● **Do this**: Write out the full passage below on Mary Grueso's black doll making, word for word.

-------- Provided text

In Mary Grueso’s writing and black doll making, the poet wishes to emphasize the lack of representation in the doll industry in Colombia when she was a child. However, according to the poet, this lack made it possible for the imagination of parents and children on the coast to reinvent dolls made of bread and banana that were and are part of the Catholic baptism ritual imposed during Spanish colonization in Colombia in the 14th century. It is understood that after baptism, the Holy Spirit is received through immersion in water. After the ritual, there is a dinner, where the bread and water are blessed and distributed to the congregation. The bread represents the body, and the water the blood. Thus, the making of the doll, more than a reproduction of the past, is and will continue to be an act of community formation that imparts ancestral knowledge. Grueso, just as many families in the Pacific do, transforms the ritual and legacy of Catholicism and offers it a new protocolary and ancestral value. This act responds to the imposition of cultural knowledge and becomes religious syncretism; however, this act goes beyond the composition or mixtures of traditional customs. What Grueso emphasizes is the resignification of a ritual and the response to the omission of the deficiencies of visual representation in Afro-descendant childhood.

----------------
-------- Rows

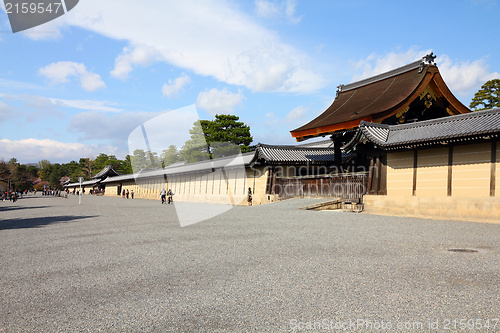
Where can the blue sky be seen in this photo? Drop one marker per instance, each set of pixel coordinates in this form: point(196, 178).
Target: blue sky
point(79, 85)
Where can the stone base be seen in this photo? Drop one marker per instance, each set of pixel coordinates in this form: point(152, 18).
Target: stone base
point(486, 209)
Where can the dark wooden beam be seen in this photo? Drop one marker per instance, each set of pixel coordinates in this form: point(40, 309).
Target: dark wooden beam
point(415, 166)
point(450, 169)
point(493, 167)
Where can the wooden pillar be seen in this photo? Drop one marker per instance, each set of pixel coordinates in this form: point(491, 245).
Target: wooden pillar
point(450, 169)
point(415, 166)
point(493, 167)
point(337, 143)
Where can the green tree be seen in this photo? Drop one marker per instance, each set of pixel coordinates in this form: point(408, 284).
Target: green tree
point(87, 167)
point(488, 97)
point(195, 149)
point(44, 169)
point(226, 128)
point(144, 160)
point(223, 136)
point(170, 155)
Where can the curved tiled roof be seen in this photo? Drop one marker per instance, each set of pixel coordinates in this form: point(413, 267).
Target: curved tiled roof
point(381, 97)
point(108, 170)
point(362, 99)
point(294, 154)
point(464, 126)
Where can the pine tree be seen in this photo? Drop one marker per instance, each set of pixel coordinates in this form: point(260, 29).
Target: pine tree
point(488, 97)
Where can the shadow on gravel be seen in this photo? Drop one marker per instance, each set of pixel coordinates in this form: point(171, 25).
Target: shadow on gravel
point(38, 221)
point(9, 208)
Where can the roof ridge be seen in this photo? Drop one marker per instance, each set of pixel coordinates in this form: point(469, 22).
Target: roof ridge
point(382, 76)
point(423, 123)
point(297, 147)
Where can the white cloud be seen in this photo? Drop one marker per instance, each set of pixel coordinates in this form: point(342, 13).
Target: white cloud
point(209, 38)
point(463, 78)
point(86, 104)
point(296, 114)
point(34, 150)
point(163, 128)
point(216, 101)
point(108, 126)
point(59, 72)
point(6, 111)
point(273, 9)
point(375, 64)
point(142, 55)
point(175, 86)
point(47, 103)
point(19, 85)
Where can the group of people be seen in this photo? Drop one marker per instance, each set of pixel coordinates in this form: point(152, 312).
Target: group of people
point(166, 195)
point(12, 196)
point(126, 194)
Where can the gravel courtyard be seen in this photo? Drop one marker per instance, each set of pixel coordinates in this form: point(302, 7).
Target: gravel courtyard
point(113, 264)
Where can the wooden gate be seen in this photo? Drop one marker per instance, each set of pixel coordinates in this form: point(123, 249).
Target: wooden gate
point(345, 186)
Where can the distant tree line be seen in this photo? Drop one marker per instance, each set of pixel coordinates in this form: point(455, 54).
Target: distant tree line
point(209, 139)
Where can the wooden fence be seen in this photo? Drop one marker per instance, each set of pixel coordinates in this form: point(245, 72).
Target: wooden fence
point(345, 186)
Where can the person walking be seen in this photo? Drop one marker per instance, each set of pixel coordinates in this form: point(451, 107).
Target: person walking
point(249, 196)
point(170, 195)
point(163, 194)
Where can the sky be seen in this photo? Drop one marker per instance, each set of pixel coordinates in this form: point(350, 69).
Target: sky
point(84, 83)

----------------

● **Solution for this exercise**:
In Mary Grueso’s writing and black doll making, the poet wishes to emphasize the lack of representation in the doll industry in Colombia when she was a child. However, according to the poet, this lack made it possible for the imagination of parents and children on the coast to reinvent dolls made of bread and banana that were and are part of the Catholic baptism ritual imposed during Spanish colonization in Colombia in the 14th century. It is understood that after baptism, the Holy Spirit is received through immersion in water. After the ritual, there is a dinner, where the bread and water are blessed and distributed to the congregation. The bread represents the body, and the water the blood. Thus, the making of the doll, more than a reproduction of the past, is and will continue to be an act of community formation that imparts ancestral knowledge. Grueso, just as many families in the Pacific do, transforms the ritual and legacy of Catholicism and offers it a new protocolary and ancestral value. This act responds to the imposition of cultural knowledge and becomes religious syncretism; however, this act goes beyond the composition or mixtures of traditional customs. What Grueso emphasizes is the resignification of a ritual and the response to the omission of the deficiencies of visual representation in Afro-descendant childhood.